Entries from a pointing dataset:
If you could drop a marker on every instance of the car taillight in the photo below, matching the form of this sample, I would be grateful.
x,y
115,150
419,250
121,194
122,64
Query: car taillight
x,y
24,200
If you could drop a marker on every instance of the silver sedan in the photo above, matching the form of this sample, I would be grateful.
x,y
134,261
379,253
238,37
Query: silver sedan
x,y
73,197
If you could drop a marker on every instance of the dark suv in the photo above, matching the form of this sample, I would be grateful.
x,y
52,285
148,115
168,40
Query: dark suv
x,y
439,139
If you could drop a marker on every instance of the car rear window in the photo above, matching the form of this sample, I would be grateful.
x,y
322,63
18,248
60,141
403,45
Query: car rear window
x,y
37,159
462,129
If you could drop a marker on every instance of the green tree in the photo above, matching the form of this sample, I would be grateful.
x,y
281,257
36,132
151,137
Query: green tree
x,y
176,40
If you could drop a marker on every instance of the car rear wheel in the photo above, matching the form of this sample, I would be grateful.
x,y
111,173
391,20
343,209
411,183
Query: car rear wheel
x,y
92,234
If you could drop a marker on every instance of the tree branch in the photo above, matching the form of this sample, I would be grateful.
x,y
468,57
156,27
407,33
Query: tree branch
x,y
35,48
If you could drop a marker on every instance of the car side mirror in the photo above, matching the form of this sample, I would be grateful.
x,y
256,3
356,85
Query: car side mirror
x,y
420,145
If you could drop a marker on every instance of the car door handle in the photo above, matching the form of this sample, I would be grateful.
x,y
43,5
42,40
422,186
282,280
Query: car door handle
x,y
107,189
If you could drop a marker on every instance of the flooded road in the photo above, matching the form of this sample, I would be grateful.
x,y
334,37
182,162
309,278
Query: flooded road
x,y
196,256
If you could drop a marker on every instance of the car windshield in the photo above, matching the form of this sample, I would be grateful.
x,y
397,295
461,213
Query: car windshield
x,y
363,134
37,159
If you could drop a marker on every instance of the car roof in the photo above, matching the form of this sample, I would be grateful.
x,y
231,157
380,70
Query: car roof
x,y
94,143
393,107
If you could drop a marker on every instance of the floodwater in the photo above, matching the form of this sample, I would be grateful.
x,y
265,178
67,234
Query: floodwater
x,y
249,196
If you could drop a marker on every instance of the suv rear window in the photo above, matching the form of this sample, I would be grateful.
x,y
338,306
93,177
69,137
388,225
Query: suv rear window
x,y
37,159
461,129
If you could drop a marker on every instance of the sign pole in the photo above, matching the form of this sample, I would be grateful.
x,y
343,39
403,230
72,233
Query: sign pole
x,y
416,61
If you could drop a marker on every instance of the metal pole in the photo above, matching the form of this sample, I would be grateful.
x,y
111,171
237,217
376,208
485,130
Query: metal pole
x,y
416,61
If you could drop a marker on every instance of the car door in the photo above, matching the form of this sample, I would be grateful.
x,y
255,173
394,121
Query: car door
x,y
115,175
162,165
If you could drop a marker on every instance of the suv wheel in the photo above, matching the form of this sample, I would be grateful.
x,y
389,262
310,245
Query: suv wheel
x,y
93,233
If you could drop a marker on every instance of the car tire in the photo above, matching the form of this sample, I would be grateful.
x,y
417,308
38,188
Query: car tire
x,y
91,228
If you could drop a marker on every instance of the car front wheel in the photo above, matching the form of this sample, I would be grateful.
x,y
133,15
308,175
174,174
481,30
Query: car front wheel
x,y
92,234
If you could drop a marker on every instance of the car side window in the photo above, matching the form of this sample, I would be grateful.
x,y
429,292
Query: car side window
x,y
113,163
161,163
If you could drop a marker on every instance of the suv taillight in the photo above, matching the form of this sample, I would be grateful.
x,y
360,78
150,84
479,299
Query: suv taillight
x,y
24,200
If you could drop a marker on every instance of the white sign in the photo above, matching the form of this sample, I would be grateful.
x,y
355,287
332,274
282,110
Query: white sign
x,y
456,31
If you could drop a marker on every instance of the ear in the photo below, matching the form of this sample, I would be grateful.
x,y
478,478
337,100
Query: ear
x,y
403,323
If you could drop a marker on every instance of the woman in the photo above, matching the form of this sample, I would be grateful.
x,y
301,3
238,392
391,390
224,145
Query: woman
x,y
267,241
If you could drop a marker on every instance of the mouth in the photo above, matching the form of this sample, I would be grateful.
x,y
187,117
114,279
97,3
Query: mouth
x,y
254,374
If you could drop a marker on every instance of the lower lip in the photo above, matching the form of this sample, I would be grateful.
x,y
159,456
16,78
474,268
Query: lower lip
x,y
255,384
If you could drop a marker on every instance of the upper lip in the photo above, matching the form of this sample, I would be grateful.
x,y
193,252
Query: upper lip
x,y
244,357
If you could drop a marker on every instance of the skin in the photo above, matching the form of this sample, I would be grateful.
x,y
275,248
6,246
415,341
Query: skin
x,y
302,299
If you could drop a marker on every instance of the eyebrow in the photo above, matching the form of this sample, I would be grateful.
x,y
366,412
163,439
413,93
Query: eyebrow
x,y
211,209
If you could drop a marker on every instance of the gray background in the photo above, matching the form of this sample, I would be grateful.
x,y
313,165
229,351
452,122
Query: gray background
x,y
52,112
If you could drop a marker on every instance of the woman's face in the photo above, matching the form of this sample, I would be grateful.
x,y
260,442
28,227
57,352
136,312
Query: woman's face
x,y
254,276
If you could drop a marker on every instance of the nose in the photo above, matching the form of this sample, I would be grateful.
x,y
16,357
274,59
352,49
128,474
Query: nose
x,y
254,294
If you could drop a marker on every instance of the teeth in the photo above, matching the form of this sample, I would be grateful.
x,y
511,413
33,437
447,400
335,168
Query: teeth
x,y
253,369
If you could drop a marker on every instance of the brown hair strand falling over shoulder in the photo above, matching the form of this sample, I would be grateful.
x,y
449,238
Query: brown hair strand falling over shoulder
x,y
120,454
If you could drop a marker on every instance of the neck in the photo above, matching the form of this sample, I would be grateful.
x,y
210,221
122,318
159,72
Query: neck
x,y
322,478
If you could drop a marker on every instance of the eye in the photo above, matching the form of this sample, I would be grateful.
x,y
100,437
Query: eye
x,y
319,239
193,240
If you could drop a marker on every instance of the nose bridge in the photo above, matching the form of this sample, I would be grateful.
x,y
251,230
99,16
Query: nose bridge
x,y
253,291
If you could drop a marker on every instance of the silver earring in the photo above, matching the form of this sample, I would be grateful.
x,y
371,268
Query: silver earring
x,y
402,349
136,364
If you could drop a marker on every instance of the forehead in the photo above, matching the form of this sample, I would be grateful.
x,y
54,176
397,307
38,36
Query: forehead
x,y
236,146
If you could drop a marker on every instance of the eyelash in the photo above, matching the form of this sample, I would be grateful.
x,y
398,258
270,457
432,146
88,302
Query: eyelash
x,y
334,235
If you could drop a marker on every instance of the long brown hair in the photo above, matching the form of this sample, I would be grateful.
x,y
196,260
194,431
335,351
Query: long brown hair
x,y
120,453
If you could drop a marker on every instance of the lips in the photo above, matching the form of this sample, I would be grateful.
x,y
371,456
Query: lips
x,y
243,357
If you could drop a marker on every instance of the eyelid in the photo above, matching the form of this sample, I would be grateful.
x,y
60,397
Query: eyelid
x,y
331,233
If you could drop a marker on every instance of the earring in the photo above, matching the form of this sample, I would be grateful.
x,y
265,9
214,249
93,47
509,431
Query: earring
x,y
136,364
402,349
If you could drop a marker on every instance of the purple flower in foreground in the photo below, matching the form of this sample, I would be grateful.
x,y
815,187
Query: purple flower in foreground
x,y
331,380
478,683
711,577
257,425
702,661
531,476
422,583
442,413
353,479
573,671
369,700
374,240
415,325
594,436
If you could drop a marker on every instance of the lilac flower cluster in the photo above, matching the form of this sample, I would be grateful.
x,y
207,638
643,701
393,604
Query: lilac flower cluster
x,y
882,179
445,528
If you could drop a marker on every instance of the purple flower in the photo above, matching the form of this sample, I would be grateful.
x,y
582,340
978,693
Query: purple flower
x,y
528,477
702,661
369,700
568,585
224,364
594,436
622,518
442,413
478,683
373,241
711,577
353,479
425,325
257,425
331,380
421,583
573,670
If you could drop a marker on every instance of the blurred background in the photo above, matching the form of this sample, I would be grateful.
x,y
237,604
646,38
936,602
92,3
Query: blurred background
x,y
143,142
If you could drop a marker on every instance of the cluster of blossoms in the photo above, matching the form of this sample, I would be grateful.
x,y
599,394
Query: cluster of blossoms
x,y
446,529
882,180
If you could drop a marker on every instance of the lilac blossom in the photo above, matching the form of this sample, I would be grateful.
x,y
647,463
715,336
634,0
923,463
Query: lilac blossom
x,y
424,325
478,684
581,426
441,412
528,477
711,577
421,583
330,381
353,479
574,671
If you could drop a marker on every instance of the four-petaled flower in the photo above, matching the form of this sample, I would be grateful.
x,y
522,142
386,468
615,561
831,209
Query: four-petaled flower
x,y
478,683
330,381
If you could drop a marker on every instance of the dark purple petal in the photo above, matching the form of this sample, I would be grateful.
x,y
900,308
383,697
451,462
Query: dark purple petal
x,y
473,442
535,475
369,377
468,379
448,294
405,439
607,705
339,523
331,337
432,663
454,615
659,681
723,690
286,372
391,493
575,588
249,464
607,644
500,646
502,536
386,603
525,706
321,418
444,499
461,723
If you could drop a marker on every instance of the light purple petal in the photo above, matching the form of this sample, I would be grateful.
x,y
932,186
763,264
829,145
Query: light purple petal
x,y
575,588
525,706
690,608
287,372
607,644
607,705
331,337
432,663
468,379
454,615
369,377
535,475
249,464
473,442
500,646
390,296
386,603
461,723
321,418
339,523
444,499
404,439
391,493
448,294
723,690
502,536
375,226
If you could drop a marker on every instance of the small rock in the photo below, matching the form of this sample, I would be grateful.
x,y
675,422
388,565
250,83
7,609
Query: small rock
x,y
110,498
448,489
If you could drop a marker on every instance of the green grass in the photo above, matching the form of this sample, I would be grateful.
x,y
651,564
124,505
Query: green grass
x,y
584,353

__WHAT YOU WILL DO__:
Only the lines from the one containing "of the light" to the end of the records should be repeated, exactly as they appear.

__RESPONSE TO THIS EXERCISE__:
If you could drop a marker on every instance of the light purple petal in the photo above, matching the form of this sample, I would be grateful.
x,y
932,186
763,264
829,145
Query: light purple petal
x,y
575,588
525,706
690,608
287,372
607,644
607,705
331,337
432,663
468,379
454,615
369,377
535,475
249,464
473,442
500,646
390,296
386,603
461,723
321,418
339,523
444,499
404,439
391,493
448,294
723,690
502,536
375,226
If you could drop a marker on every instance of the small rock in the photo below, matching the form of this sample, I would be grateful.
x,y
675,422
388,565
250,83
7,609
Query: small rock
x,y
110,498
448,489
If you could drop a marker on every instance of the green grass in the photo above, matching the form of this sample, I would be grateful.
x,y
651,564
124,505
Query: green grass
x,y
584,353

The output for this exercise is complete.